_EXERCISE:_ The expected answer is the set of lines in the data below between the line holding "target=excavator bucket" and the line holding "target=apartment building", inclusive, written out exactly.

_ENTRIES SUPPLIED:_
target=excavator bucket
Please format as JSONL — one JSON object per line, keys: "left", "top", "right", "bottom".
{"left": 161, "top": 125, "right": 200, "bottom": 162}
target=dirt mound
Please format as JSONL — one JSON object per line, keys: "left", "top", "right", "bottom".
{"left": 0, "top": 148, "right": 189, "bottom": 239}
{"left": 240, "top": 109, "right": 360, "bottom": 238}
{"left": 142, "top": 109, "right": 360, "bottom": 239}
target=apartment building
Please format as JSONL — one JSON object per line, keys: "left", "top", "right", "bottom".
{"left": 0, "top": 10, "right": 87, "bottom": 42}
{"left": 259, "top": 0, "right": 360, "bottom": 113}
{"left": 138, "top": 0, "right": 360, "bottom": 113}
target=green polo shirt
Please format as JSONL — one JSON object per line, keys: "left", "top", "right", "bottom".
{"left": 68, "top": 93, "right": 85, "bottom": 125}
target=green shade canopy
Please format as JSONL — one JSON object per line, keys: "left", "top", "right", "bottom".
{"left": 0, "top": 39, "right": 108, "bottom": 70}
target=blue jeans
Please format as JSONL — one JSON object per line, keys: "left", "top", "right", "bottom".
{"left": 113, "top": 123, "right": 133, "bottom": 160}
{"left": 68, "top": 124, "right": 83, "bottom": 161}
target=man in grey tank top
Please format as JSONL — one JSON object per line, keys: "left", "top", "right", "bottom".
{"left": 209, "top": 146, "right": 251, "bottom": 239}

* * *

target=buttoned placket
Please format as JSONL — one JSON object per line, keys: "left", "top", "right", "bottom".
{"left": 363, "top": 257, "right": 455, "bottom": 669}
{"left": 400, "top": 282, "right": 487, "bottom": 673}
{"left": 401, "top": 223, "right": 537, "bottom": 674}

_TASK OUTPUT:_
target=excavator bucket
Please format as JSONL — one JSON object per line, keys: "left", "top", "right", "bottom".
{"left": 161, "top": 125, "right": 200, "bottom": 162}
target=dirt mound
Please format as JSONL — one JSON object per line, keys: "left", "top", "right", "bottom".
{"left": 0, "top": 148, "right": 189, "bottom": 239}
{"left": 240, "top": 109, "right": 360, "bottom": 238}
{"left": 142, "top": 109, "right": 360, "bottom": 239}
target=apartment building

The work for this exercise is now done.